** Work to complete **
All lines from the one containing "Would you mind indicating the concrete" through the end of the data below are to be repeated exactly, with pictures left out.

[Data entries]

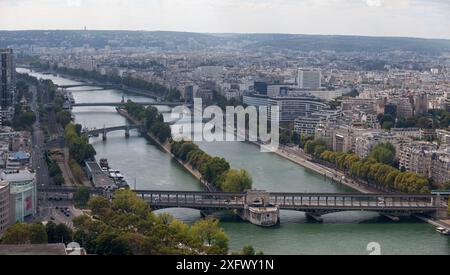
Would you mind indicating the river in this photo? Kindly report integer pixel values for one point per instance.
(147, 167)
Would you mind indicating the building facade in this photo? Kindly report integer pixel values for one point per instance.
(309, 79)
(290, 108)
(7, 84)
(4, 206)
(23, 199)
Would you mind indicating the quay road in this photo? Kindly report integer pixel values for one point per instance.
(38, 161)
(313, 204)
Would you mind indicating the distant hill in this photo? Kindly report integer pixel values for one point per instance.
(199, 41)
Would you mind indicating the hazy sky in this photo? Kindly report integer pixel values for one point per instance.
(417, 18)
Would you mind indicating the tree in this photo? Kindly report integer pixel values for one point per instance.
(425, 123)
(81, 197)
(208, 233)
(50, 229)
(126, 201)
(64, 118)
(63, 234)
(236, 181)
(37, 233)
(215, 167)
(58, 180)
(384, 153)
(248, 251)
(21, 233)
(98, 205)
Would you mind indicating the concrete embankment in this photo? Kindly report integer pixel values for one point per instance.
(329, 173)
(167, 148)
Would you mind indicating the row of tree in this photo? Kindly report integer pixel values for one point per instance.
(126, 226)
(79, 147)
(375, 169)
(37, 233)
(154, 121)
(435, 119)
(214, 170)
(54, 171)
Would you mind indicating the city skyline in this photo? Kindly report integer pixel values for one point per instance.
(402, 18)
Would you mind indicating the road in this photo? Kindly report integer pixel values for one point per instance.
(37, 155)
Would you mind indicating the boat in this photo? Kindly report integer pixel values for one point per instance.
(443, 231)
(104, 164)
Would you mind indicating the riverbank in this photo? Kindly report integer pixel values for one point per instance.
(90, 82)
(334, 175)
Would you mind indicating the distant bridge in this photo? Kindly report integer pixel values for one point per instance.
(119, 104)
(104, 86)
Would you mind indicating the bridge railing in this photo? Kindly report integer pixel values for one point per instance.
(354, 200)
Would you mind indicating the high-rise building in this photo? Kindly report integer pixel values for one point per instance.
(290, 108)
(7, 83)
(4, 206)
(309, 79)
(260, 87)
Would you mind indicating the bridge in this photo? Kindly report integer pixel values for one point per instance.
(104, 86)
(105, 130)
(253, 205)
(119, 104)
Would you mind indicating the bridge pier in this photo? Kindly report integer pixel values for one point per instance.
(314, 216)
(391, 217)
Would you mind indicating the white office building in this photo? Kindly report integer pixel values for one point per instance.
(309, 79)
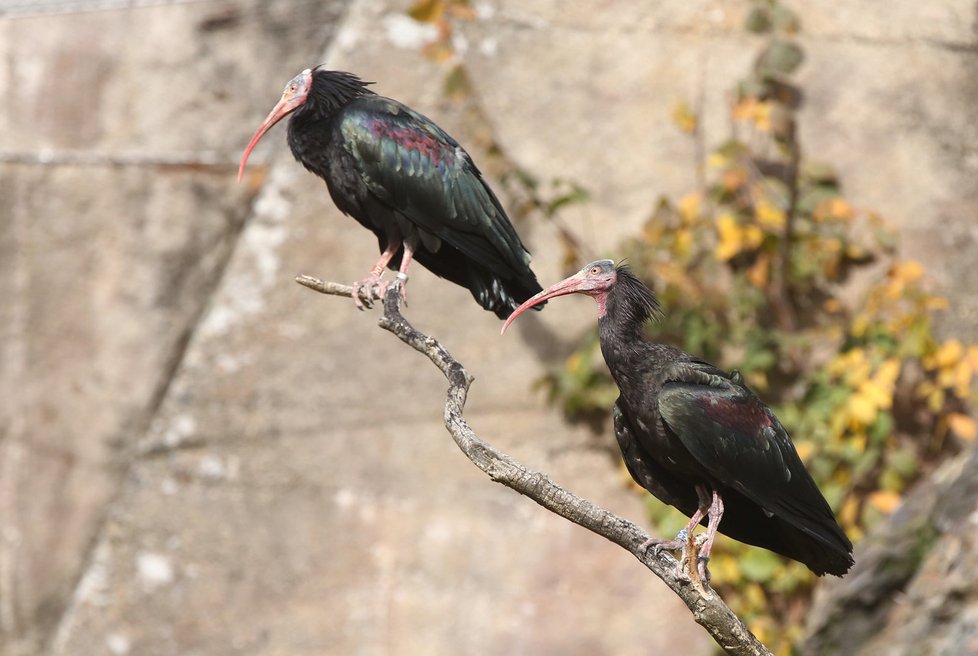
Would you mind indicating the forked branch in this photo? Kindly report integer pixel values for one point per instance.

** The answer **
Would you mind indicating the concrete embankment in this photo? Kindly report integer pixel values for one point per instance.
(329, 173)
(167, 148)
Would you mind indicating the row of tree in this photo? Kindly report integer pixel values for one point per instance.
(126, 226)
(79, 147)
(375, 169)
(37, 233)
(154, 121)
(435, 119)
(214, 170)
(54, 171)
Would you mind indicating the city skyline in this photo? Kindly report integer pixel values for one point per instance.
(402, 18)
Would you mind indicating the road in this photo? Kindly report integer pixel values for one point per instance.
(37, 155)
Would you mind indicating the boat in this photo? Kindly report integer pixel values for one point per instance.
(443, 231)
(104, 164)
Would you mind indicating the riverbank in this photo? Kindly report integer pixel values for one point per instance.
(90, 82)
(334, 175)
Would you mind indicating the distant bridge in this photo? Kindly report integer pixel values for one point per instance.
(119, 104)
(104, 86)
Would you mind indicating the bridge railing in this photo? Kindly report integer pixel values for one point per instance.
(354, 200)
Would you mind indicating the high-rise building in this photo? Kindly report integer pixel values for one point per instance.
(290, 108)
(7, 83)
(4, 206)
(309, 79)
(260, 87)
Would you mind indicating the bridge in this photo? Kindly report integer pixel values for one point per instance.
(104, 86)
(105, 130)
(253, 205)
(119, 104)
Would you mind indicating the bridge pier in this photo? Kindly report integer pixel values for one point per instance.
(314, 216)
(391, 217)
Would you mind indicating the white office building in this photo? Kindly report integer pixel values for one point per instance.
(309, 79)
Would you mind indicating the forked branch in this photo? Kindly report integer pixel values for one point per instance.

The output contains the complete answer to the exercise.